Not really sure who said this originally but just been watching Corrie and that odd guy said (the one who owns the cafe) to Becky. He was talking about her 'loose' lifestyle and it got me thinking. Could my current aversion to sex be the reaction to being used by Mr Flash or is it simply a reaction of growing up?

Throughout my life my friends have either been younger than me or older. I've had a very few fr4iends the same age and those that are such as a girl from Macmillan and one of the girls from work are pretty mature for their age. I am also beginning to find (more than usual) that my younger friends are boring me and that I would much rather hang around with people who have more life experience and who can teach me something rather than being people that I just have fun with.

I've had this whim before about men too but then I go back to playing the fast and loose lifestyle which I seem to easily adapt to. Even last week I swanned off to Liverpool on the spare of the moment to go to a house party and spent the night with a guy I didn't know and will probably never hear from again.

But am I really starting to change my life or am I simply going through a faze? I was thinking about Mr Flash earlier and realised that in time I would be able to sleep with but only if I knew exactly what was going on with his ex - i.e was he still pursuing (despite his friends warnings) or had he realised (like the rest of us) that that relationship was never going to happen and that he should move on?

For some time I have been wanting a real commitment. I have accepted that it's never going to happen with Mr Flash. Well if it does I will be highly surprised. I tried it with the boy but he wasn't 'The one'. And there's another question. Is there really 'a one' in the sense of the perfect one. Or, is 'the one' actually short for 'the one i'm willing to compromise for'?

• _Data records_:
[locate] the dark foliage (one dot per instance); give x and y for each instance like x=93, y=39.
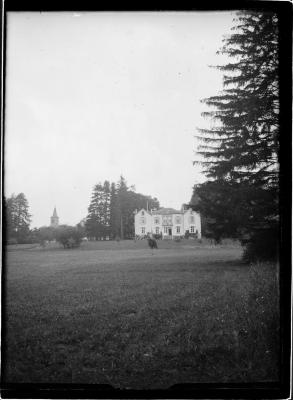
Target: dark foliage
x=17, y=219
x=111, y=211
x=240, y=154
x=152, y=243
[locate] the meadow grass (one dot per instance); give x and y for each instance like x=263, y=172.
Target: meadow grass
x=114, y=313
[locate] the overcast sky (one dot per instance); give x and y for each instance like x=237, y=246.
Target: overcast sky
x=91, y=96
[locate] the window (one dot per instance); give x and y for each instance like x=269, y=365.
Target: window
x=191, y=219
x=178, y=219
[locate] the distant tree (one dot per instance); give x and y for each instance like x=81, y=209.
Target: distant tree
x=95, y=221
x=114, y=212
x=241, y=152
x=112, y=207
x=17, y=218
x=128, y=202
x=69, y=236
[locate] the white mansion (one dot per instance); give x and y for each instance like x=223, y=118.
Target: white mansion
x=168, y=222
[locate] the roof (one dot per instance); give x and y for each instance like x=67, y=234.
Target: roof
x=166, y=211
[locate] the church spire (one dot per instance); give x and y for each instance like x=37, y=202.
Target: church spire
x=55, y=213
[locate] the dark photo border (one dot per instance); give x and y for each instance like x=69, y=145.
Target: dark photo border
x=256, y=390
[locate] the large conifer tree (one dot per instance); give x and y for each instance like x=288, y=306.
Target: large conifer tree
x=240, y=154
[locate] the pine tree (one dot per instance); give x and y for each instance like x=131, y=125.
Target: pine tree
x=17, y=218
x=95, y=219
x=114, y=212
x=240, y=154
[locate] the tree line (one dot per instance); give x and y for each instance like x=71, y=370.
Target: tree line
x=240, y=153
x=110, y=216
x=111, y=210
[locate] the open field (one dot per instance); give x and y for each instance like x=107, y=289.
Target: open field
x=114, y=313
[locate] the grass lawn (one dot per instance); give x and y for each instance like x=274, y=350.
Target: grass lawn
x=114, y=313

• _Exercise brief_: Write what comes next in the blog post about sex, friendship and commitment, beginning right after its final question.

• _Answer below_:
i've always thought that the perfect relationship would just happen...eventually. But i'm beginning to think 9like many other men and women I imagine),that perfection doesn't exist. Actually I think I realised that a while ago and myreaction to that was 'fuck it - go out and have fun'. Unfortunately, after a couple of years 'fun' isn't really that fun anymore.

Yes work is getting me down but overall despite the over-powering managers and stressful timetable, I do enjoy my job. I have my friends, I have a wonderfully supportive family. I'm successfully working my way out of debt and i have seen, experienced and acheived more than many people my age. But something is missing. Does it really take a partner to complete you?

I'd like to say no and believe that i can be perfectly happy on my own. I am afterall an only child who has grown up with her own company. I just can't help feeling that I am missing something - or someone - to share in my experiences and me with theirs. Relationships are the only area where I feel I fail. I was engaged once and loved scouse dearly. I still do, but as a friend. I am beginning to crave that stability again. As much I fantasise about that stability coming from Mr Flash, I am not sure he is capable. That is a shame because he really is a wonderful father and I belive he would make a very loving and supportive husband. And maybe some day he will be that to someone. Just maybe not me.

So how do I find that stability - that man who will share in my dreams, my aspirations, my silly whims as i will his? I'm not looking for Mr Gorgeous or Mr great in bed - my taste in men varies wildly and whilst i so need to be attracted to the man I firmly believe that beauty is in the eye of the beholder (none of my exs are male models!!). I have always found that acceptance is the key in any relationship. To accept the faults in someone but love tham all the more for it.

Thats how I feel about Mr Flash. He's hurt me and used me and he can be arrogant and ignorant of people feelings but I now just see these as his mannerisms and to be perfectly honest they don't really bug me half as much as they used to. I almost expect it of him. i need to find someone that can feel that way about me. There's only one problem in that though. I did find someone who felt like that I just didn't feel the same. Sod's law I guess.

Sorry for the long post but I think it's nother washing machine head tonight.